======== Texto para leer
Es una oportunidad histórica someter a revisión crítica lo que no anda bien. Someter a un test de razonabilidad el funcionamiento de nuestro Estado. Mejorar lo que existe más que renegarlo, porque, por imperfectas que sean, tenemos instituciones internalizadas en nuestra cultura política. Por eso, aunque haya buenas razones en favor del parlamentarismo, es inevitable conservar el rol gubernamental del Presidente. En vez de excesos inventivos, debemos someter a una prueba crítica lo que anda mal.
Las autocracias simplifican la gobernabilidad, pero a costa del discernimiento público y de las libertades. Por el contrario, el riesgo de regímenes democráticos es que sucumban al fraccionamiento e ingobernabilidad. Una causa recurrente es el sistema electoral. No hay gobernabilidad posible con partidos minúsculos, que ni siquiera tienen garrote para disciplinar a sus parlamentarios. Peor aún si los pactos electorales potencian perversamente el fraccionamiento. Es un síntoma que el partido del Presidente haya obtenido menos del 5% de los votos. Y que el Frente Amplio conste de un número variable de mini partidos, con votaciones aun menores. Un partido con solo el 1,5% tiene cuatro diputados. Hay experiencias comparadas que fueron diseñadas conscientemente para evitar el llamado “síndrome de Weimar”.
================
======== Extractos de registros
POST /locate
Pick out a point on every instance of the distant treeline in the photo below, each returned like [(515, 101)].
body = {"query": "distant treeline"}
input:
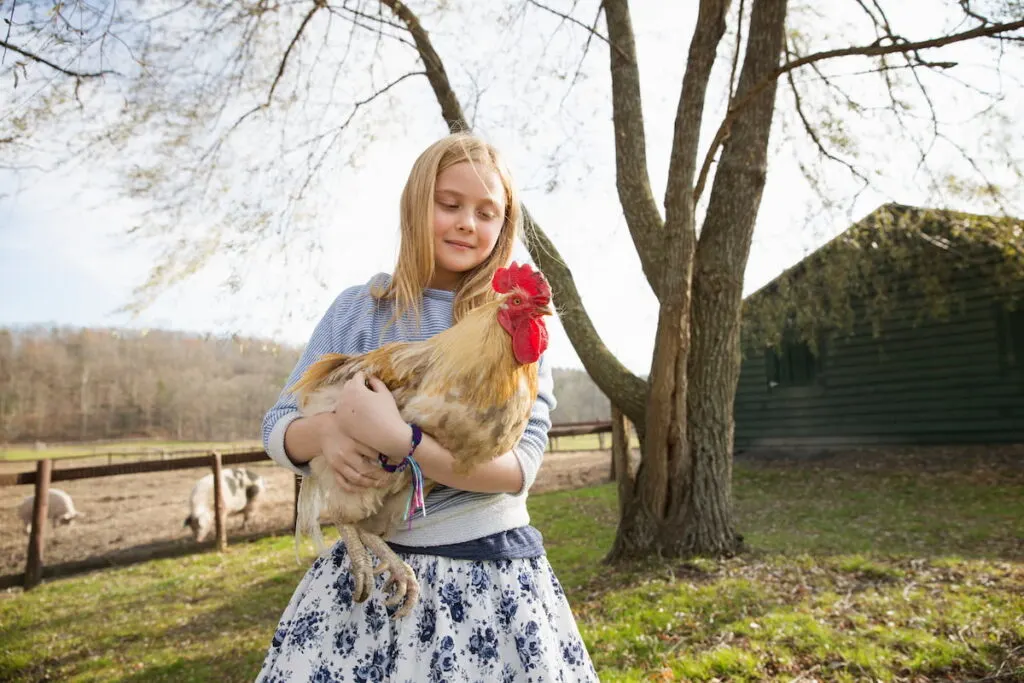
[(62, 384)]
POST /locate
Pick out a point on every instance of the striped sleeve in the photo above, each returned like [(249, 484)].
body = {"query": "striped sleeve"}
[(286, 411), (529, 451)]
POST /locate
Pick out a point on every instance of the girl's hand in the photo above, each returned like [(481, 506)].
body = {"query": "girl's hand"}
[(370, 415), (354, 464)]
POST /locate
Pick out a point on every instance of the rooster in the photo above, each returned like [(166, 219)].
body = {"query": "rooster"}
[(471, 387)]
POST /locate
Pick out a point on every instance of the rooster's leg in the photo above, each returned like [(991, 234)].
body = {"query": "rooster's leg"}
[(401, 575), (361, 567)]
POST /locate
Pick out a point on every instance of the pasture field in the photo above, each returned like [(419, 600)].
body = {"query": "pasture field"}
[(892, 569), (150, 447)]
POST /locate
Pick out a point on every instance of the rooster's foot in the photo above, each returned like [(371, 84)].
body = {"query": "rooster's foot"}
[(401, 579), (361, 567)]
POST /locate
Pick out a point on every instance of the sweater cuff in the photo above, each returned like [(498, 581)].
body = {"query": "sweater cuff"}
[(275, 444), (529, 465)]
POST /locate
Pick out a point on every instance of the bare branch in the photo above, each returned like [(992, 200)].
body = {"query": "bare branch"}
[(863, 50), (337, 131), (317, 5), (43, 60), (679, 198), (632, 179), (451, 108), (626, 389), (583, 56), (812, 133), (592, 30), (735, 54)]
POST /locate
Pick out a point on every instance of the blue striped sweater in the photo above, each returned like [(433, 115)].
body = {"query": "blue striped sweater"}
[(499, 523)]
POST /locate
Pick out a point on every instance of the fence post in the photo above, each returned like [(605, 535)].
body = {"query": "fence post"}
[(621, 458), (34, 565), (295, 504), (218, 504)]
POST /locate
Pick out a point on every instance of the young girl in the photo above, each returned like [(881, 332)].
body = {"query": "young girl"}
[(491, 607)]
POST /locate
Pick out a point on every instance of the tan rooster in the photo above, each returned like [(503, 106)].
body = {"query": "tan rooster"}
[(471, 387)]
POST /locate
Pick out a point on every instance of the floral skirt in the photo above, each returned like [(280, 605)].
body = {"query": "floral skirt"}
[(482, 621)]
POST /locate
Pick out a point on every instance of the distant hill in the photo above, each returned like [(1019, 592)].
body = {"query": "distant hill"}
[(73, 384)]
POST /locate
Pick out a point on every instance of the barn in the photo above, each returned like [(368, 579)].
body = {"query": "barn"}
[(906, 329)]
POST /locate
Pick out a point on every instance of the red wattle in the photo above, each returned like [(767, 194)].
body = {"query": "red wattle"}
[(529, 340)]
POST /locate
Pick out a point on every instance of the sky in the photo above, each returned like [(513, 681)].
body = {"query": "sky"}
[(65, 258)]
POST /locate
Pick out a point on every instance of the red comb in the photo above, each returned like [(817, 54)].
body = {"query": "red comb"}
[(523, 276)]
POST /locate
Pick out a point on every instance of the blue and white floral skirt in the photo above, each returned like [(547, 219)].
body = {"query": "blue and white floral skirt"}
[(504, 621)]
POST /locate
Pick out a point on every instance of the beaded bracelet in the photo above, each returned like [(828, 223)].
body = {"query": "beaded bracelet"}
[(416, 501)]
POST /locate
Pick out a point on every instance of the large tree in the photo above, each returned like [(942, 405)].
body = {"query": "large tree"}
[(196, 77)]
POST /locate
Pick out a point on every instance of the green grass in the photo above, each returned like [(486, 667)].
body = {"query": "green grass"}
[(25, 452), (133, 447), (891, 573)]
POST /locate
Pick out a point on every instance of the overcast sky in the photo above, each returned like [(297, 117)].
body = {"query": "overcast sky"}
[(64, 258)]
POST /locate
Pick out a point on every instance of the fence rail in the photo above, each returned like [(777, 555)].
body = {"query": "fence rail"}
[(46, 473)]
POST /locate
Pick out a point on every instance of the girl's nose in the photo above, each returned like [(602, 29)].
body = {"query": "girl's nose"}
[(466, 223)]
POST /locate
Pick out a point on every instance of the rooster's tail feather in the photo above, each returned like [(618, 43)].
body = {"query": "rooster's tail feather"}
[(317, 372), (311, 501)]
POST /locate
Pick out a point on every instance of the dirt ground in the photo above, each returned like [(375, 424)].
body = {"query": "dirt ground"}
================
Transcribe sin cambios el pasaje del texto sobre el Estado y el sistema electoral que va entre "Es una oportunidad" y "que anda mal.", ambos incluidos.

Es una oportunidad histórica someter a revisión crítica lo que no anda bien. Someter a un test de razonabilidad el funcionamiento de nuestro Estado. Mejorar lo que existe más que renegarlo, porque, por imperfectas que sean, tenemos instituciones internalizadas en nuestra cultura política. Por eso, aunque haya buenas razones en favor del parlamentarismo, es inevitable conservar el rol gubernamental del Presidente. En vez de excesos inventivos, debemos someter a una prueba crítica lo que anda mal.